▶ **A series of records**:
========================================================================
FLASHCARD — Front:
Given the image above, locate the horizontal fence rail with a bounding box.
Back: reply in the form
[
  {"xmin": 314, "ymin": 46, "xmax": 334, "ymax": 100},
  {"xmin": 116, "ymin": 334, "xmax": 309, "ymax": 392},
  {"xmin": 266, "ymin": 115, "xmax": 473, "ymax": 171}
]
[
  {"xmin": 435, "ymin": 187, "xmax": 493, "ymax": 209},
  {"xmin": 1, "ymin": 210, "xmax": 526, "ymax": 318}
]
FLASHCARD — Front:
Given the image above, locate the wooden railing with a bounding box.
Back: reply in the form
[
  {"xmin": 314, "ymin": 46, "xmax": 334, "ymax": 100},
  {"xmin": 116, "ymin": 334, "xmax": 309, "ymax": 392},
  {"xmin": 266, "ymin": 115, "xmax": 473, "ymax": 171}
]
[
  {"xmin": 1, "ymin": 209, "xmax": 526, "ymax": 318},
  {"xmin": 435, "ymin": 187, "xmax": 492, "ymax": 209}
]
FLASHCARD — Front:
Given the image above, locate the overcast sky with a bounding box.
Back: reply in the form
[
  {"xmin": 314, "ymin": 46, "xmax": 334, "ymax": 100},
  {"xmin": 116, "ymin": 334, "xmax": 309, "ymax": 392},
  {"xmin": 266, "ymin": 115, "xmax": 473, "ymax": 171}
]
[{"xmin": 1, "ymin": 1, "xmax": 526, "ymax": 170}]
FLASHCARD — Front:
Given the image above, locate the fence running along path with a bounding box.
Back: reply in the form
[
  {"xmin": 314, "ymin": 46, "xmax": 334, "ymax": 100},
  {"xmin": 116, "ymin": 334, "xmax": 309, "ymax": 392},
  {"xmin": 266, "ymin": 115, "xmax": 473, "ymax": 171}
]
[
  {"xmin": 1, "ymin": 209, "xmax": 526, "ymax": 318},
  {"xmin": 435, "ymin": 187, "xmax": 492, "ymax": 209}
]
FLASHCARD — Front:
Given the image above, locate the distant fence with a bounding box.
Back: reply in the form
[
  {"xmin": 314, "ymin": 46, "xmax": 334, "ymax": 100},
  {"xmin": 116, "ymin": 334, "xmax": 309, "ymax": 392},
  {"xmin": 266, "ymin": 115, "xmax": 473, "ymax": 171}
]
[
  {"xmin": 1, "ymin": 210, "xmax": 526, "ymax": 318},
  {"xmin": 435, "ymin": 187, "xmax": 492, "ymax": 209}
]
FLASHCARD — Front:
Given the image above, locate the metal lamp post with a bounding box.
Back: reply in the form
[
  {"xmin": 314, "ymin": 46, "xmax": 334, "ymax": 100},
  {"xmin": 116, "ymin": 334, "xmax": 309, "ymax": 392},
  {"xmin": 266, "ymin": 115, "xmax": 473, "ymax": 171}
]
========================================================================
Identify every line in the items that contains the word "above", and copy each of those lines.

▶ **WRITTEN SOLUTION**:
Given the image above, locate the horizontal fence rail with a bounding box.
Given the image above, locate the wooden railing with a bounding box.
Given the image above, locate the overcast sky with a bounding box.
Given the image above, locate the fence running along path with a bounding box.
Given the image above, locate the distant fence with a bounding box.
Given the image above, locate the metal lamp post with a bounding box.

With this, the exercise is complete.